* Prompt: What do the lines say from the one containing "[921, 420], one" to the end of the records? Restate them word for word, and only those.
— start of Data excerpts —
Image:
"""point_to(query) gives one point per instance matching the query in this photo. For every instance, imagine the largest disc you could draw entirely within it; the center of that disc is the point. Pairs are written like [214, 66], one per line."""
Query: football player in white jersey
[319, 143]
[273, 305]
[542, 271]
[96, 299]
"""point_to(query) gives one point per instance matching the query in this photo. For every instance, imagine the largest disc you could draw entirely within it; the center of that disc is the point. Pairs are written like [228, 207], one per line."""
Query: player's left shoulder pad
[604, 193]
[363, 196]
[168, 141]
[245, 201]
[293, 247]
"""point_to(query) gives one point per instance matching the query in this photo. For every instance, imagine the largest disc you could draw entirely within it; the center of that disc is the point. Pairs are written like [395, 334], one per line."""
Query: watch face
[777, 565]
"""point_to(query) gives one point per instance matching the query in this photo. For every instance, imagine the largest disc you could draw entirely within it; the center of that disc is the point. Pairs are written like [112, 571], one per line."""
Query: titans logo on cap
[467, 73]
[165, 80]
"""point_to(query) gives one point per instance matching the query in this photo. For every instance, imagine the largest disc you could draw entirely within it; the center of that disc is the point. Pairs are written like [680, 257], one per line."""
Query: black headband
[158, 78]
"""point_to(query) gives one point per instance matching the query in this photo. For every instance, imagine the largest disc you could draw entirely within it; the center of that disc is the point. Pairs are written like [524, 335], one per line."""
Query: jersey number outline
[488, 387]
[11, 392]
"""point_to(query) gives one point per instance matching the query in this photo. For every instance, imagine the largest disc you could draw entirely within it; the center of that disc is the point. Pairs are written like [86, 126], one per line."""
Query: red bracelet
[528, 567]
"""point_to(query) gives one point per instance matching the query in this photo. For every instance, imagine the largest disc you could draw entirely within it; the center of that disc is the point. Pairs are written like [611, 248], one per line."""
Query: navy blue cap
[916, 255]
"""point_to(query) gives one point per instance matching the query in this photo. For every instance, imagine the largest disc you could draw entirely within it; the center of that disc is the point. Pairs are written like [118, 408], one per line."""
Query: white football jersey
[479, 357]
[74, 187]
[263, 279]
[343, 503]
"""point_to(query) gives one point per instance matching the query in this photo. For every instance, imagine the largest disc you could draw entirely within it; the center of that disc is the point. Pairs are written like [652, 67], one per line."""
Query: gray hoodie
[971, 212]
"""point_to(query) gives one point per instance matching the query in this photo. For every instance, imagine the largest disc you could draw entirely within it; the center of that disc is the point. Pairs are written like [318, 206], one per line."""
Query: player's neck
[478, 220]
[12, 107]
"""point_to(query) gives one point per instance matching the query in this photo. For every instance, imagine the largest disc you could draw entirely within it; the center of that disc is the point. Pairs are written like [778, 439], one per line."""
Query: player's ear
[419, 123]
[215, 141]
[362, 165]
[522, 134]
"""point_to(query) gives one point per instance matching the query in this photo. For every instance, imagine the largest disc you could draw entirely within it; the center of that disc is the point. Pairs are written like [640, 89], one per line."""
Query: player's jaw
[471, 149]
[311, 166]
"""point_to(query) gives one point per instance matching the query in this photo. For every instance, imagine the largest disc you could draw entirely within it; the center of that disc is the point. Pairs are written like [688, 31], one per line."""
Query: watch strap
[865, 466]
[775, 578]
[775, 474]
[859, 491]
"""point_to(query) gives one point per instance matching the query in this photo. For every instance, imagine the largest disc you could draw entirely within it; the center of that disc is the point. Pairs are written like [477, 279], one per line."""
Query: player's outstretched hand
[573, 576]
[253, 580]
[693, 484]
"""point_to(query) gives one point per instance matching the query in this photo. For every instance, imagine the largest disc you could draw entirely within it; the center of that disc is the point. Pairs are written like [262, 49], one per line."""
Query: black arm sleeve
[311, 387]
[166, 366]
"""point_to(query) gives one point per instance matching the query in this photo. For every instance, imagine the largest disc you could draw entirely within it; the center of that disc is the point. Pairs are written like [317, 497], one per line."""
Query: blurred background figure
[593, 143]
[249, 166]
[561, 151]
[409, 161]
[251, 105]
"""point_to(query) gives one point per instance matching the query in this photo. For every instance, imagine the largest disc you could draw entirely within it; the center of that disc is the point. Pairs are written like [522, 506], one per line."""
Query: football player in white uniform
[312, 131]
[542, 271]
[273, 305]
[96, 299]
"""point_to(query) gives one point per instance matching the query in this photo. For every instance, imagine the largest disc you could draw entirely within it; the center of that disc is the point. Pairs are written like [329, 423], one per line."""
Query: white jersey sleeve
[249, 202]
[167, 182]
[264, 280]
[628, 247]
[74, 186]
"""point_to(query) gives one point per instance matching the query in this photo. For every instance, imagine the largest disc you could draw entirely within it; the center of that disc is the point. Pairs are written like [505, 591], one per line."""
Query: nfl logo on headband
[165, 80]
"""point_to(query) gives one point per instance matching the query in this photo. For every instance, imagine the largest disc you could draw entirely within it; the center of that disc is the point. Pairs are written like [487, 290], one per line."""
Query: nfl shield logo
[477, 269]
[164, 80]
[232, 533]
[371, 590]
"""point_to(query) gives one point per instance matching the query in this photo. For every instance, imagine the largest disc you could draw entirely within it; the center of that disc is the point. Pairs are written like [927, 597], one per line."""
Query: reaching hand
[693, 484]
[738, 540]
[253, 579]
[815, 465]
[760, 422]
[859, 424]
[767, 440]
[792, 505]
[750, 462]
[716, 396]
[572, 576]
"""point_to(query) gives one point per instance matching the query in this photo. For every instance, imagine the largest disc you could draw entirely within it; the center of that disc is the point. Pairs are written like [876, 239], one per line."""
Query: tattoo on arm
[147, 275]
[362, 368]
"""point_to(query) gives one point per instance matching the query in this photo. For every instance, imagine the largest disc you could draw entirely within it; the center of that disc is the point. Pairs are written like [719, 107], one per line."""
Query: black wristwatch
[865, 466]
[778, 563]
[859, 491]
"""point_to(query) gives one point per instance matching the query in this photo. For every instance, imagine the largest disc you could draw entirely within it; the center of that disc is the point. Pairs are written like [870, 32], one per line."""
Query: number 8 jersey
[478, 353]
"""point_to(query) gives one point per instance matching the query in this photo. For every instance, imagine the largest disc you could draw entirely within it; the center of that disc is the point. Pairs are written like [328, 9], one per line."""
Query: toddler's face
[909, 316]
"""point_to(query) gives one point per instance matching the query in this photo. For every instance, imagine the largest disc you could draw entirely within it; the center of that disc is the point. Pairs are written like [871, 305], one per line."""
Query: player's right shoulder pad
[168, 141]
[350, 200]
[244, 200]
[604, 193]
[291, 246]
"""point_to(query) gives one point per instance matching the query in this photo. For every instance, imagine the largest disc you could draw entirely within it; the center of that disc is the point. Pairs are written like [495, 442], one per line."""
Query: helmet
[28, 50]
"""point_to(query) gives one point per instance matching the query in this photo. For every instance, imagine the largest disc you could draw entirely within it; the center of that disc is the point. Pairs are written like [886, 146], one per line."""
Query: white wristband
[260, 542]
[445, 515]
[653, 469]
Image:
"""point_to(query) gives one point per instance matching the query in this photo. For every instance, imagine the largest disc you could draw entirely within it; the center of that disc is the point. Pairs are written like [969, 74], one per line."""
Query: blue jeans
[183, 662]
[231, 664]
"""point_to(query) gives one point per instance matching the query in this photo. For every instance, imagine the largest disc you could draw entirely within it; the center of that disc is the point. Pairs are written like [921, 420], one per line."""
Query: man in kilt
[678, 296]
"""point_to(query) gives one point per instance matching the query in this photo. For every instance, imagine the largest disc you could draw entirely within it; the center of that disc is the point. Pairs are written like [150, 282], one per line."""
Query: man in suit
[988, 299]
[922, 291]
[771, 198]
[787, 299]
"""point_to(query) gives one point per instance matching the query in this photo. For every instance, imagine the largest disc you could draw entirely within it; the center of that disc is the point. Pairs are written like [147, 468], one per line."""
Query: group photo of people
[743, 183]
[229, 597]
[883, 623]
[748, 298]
— end of Data excerpts —
* In response:
"""point_to(query) gives one point per instance matching the query in this photo. For every instance, imagine the largest disc you could draw entirely within it; the center of that disc is the point. Pairs are written like [921, 420], one per line."""
Query: man in kilt
[678, 296]
"""point_to(query) gives one point per instance matching the query in this photo. For every instance, imagine the largest disc you could draw entirely within it; the center of that disc is the point. Pairs are written like [150, 282], one per line."""
Query: man in suit
[988, 299]
[922, 291]
[771, 198]
[787, 299]
"""point_to(query) gives one point per instance matching the query in this photo. For every instance, imagine the largest disc you could draw entirely within it; the center of that disc is the point. Pairs are written like [147, 468], one per line."""
Query: group photo of people
[743, 183]
[229, 597]
[883, 623]
[748, 298]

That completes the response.